[start of STORED DATA]

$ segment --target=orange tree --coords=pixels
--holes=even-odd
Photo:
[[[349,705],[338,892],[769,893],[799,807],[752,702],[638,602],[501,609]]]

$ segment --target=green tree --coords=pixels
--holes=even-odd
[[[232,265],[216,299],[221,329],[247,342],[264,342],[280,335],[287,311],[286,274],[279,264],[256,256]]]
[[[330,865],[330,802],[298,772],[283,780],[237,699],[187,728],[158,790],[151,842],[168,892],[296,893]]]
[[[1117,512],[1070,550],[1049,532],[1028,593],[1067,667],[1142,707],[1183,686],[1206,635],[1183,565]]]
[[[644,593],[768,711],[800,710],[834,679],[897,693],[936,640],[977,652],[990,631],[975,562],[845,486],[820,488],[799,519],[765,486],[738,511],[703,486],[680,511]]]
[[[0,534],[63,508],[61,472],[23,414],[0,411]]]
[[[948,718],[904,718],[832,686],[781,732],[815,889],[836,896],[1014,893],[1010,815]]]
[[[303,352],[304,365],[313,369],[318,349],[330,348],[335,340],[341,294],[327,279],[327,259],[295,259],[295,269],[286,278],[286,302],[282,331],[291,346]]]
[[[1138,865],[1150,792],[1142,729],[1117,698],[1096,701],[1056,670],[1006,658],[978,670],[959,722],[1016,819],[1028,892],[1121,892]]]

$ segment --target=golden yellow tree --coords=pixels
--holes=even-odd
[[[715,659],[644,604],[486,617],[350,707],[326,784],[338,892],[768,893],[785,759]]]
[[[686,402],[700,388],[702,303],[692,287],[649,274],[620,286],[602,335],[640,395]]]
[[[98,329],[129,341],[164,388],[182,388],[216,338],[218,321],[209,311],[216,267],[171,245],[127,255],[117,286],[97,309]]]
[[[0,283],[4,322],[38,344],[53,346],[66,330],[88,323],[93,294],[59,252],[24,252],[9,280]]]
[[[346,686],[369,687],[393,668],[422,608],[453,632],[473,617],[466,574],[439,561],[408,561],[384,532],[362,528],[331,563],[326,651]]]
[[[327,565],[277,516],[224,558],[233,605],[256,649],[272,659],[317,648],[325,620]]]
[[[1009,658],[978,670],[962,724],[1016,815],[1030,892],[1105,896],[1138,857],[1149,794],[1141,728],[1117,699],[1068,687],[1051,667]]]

[end of STORED DATA]

## [YOUR GOAL]
Arrange every line of the rows above as a numbered list, leaving out the blank lines.

## [RESULT FOR THIS EXERCISE]
1. $ segment --target=orange tree --coords=pixels
2. --holes=even-odd
3. Photo:
4. [[[349,705],[338,892],[769,893],[799,807],[752,702],[638,602],[501,609]]]
5. $ segment --target=green tree --coords=pixels
6. --holes=even-odd
7. [[[232,265],[216,299],[221,329],[247,342],[264,342],[280,335],[287,311],[286,274],[279,264],[256,256]]]
8. [[[330,865],[330,802],[298,772],[283,780],[237,699],[187,728],[158,790],[151,842],[168,892],[296,893]]]
9. [[[1117,512],[1070,550],[1049,532],[1028,593],[1067,667],[1142,707],[1183,686],[1206,635],[1183,565]]]
10. [[[644,593],[768,711],[800,710],[834,679],[897,693],[936,640],[977,652],[990,631],[975,562],[845,486],[820,488],[799,519],[765,486],[738,511],[703,486],[680,511]]]
11. [[[0,534],[63,508],[61,472],[23,414],[0,411]]]
12. [[[948,718],[904,718],[832,686],[781,732],[815,889],[836,896],[1014,893],[1010,815]]]
13. [[[303,352],[304,365],[313,369],[318,349],[330,348],[335,340],[341,294],[327,279],[327,259],[295,259],[295,269],[286,278],[286,302],[282,331],[291,346]]]
14. [[[1138,865],[1150,792],[1142,729],[1117,698],[1096,701],[1056,670],[1006,658],[978,670],[959,722],[1016,819],[1028,892],[1121,892]]]
15. $ segment --target=golden yellow tree --coords=pixels
16. --holes=even-odd
17. [[[715,659],[644,604],[486,617],[350,707],[326,784],[338,892],[768,893],[785,759]]]
18. [[[686,402],[700,388],[702,303],[692,287],[649,274],[620,286],[602,335],[640,395]]]
19. [[[98,329],[129,341],[164,388],[182,388],[216,338],[218,321],[209,311],[216,267],[171,245],[127,255],[117,286],[97,309]]]
20. [[[0,283],[4,322],[38,344],[53,346],[66,330],[88,323],[93,294],[59,252],[24,252],[9,280]]]
21. [[[346,686],[369,687],[393,668],[422,608],[453,632],[473,617],[466,574],[439,561],[408,561],[384,532],[362,528],[331,563],[326,651]]]
22. [[[327,565],[277,516],[224,558],[233,605],[256,649],[272,659],[317,648],[325,620]]]
23. [[[1009,658],[978,670],[962,724],[1016,815],[1030,892],[1105,896],[1138,857],[1149,794],[1141,728],[1117,699],[1068,687],[1051,667]]]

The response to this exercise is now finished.